Par Hassan Arfaoui,
La «neutralité» prônée par des acteurs politiques
primordiaux ne peut nullement prétendre au rang de prise de position. Face aux
défis majeurs qu’affronte le pays, elle s’apparente à une forme de démission et
un cache-misère de l’irrésolution politique. Or, ici comme ailleurs, c’est dans
les moments qui engagent le destin de tout un pays que l’on distingue le
politicien de l’homme d’État. Ce dernier s’engage contre vents et marées,
montre le chemin en pensant à la prochaine génération, tandis que le premier
surfe sur le populisme ou se terre en songeant à la prochaine élection.
Les réserves que l’on peut
légitimement formuler à l’égard de tel ou tel candidat ne peuvent servir
d’alibi destiné à justifier l’immobilisme et le non choix. Le respect que doit
un parti politique à son électorat ne lui impose guère de le caresser dans le
sens du poil et le suivre y compris sur les plus scabreux des sentiers. Bien au
contraire, par égard pour son intelligence, il convient de le guider et le
ramener, par la pédagogie, à épouser une opinion clairement exposée quitte à
s’attirer provisoirement son mécontentement. Dans son conseil aux princes
désireux d’asseoir leur pouvoir, le grand Machiavel les met en garde : « Le
parti de la neutralité qu’embrassent souvent les princes irrésolus,
qu’effraient les dangers présents, le plus souvent aussi les conduit à leur
ruine ».
Face aux grands choix ou
quand des périls imminents guettent le pays, un média se doit aussi d’éclairer
l’opinion. Dans un pays de vieille tradition démocratique comme les États-Unis,
les plus illustres des journaux s’engagent clairement aux côtés d’un candidat
dans les batailles décisives et s’efforcent de motiver leur choix auprès de
leurs lectorats. Mais ce soutien affiché n’équivaut pas blanc-seing et ne vaut
pas renoncement, ni à l’objectivité, ni à leur statut de contre-pouvoir tenu à
surveiller l’exécutif. « L’objectivité, disait Camus dans ses chroniques
algériennes, n’est pas la neutralité. L’effort de compréhension n’a de sens
que s’il risque d’éclairer une prise de Parti ».
Je prends donc parti
pour Béji Caïd Essebsi en appelant clairement à voter pour lui et en exposant
les arguments qui fondent ce choix.

DÉFI: Recopiez le passage de la tribune sur la neutralité politique situé entre « Face aux grands » et « fondent ce choix. », ces deux passages compris. Le matériel placé après la tribune n'est pas utile ici.

RELEVÉ:
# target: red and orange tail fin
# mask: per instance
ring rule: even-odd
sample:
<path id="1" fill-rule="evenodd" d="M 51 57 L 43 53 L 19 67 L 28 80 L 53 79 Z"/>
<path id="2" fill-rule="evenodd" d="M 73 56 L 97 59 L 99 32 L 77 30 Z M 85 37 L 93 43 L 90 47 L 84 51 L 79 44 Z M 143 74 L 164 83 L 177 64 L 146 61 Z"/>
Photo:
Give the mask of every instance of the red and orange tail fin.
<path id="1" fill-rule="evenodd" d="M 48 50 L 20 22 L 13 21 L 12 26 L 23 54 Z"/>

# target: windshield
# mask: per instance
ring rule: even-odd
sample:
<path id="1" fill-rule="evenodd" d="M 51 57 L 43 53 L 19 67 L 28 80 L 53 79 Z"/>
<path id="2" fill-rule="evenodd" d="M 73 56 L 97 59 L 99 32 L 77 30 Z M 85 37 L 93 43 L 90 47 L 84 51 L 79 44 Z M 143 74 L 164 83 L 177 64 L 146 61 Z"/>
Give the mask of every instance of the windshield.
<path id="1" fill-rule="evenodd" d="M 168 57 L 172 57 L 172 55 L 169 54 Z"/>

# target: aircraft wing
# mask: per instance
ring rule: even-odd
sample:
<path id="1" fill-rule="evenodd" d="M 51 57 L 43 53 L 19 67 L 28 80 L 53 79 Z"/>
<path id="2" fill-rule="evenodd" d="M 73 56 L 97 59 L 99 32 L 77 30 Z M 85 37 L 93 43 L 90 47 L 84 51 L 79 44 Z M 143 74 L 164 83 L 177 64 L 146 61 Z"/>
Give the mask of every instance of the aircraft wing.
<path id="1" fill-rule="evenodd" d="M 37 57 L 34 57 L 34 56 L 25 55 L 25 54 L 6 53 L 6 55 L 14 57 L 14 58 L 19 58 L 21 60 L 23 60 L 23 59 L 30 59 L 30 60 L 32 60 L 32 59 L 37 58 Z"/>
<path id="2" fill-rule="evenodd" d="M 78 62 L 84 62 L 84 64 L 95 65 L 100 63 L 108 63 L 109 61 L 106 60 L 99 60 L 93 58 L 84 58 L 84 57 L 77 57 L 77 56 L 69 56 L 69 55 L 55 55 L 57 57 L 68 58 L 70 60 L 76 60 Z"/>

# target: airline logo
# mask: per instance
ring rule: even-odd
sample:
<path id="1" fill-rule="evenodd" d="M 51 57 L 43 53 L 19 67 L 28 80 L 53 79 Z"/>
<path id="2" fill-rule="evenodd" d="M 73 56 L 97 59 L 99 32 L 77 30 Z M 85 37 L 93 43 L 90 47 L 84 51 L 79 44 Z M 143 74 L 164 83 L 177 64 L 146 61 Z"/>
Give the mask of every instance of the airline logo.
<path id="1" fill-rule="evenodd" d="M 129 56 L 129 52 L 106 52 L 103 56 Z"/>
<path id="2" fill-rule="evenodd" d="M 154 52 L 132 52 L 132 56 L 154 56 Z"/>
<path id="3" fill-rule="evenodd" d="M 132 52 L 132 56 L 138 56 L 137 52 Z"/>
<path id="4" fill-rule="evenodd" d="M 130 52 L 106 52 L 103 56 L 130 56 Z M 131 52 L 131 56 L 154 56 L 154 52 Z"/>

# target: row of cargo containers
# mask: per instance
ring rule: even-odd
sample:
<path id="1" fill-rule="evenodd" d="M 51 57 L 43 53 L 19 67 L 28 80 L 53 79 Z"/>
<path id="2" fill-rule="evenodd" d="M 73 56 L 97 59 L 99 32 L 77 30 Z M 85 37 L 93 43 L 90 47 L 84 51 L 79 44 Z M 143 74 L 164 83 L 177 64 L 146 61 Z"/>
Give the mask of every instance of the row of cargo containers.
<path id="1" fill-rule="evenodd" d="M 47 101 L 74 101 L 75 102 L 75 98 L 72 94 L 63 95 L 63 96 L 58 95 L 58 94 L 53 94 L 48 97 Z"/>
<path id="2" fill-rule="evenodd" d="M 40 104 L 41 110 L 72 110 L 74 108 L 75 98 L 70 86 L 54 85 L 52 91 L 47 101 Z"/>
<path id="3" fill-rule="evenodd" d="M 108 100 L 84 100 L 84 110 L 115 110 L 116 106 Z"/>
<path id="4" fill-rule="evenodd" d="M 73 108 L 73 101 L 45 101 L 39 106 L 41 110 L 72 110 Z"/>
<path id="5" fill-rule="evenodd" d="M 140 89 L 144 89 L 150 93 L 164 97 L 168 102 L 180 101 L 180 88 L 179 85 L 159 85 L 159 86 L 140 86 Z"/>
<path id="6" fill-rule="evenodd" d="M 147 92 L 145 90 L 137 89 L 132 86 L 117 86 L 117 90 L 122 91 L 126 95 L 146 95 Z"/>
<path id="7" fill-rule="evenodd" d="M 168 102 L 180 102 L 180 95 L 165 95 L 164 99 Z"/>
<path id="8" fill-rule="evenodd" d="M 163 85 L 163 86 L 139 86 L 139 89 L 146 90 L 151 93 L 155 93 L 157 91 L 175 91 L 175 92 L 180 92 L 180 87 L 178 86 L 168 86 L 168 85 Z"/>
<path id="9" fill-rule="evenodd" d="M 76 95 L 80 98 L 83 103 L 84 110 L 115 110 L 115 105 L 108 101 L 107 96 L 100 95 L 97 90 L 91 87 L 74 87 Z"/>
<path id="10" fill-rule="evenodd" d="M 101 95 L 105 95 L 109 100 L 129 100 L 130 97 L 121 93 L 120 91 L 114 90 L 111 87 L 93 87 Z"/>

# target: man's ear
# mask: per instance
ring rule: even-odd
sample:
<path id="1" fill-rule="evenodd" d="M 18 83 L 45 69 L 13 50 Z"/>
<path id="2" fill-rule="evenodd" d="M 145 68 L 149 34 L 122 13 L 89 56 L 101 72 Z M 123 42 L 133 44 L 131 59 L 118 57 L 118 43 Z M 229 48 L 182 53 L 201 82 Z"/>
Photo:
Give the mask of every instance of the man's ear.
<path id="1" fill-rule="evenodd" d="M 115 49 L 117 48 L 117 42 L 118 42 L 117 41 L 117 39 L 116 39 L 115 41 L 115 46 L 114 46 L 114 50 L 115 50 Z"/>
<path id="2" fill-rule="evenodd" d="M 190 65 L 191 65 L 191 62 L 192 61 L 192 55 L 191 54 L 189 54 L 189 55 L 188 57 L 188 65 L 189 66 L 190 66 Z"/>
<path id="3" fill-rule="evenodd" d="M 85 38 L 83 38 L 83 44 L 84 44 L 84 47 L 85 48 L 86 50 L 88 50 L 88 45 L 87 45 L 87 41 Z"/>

RÉPONSE:
Face aux grands choix ou
quand des périls imminents guettent le pays, un média se doit aussi d’éclairer
l’opinion. Dans un pays de vieille tradition démocratique comme les États-Unis,
les plus illustres des journaux s’engagent clairement aux côtés d’un candidat
dans les batailles décisives et s’efforcent de motiver leur choix auprès de
leurs lectorats. Mais ce soutien affiché n’équivaut pas blanc-seing et ne vaut
pas renoncement, ni à l’objectivité, ni à leur statut de contre-pouvoir tenu à
surveiller l’exécutif. « L’objectivité, disait Camus dans ses chroniques
algériennes, n’est pas la neutralité. L’effort de compréhension n’a de sens
que s’il risque d’éclairer une prise de Parti ».
Je prends donc parti
pour Béji Caïd Essebsi en appelant clairement à voter pour lui et en exposant
les arguments qui fondent ce choix.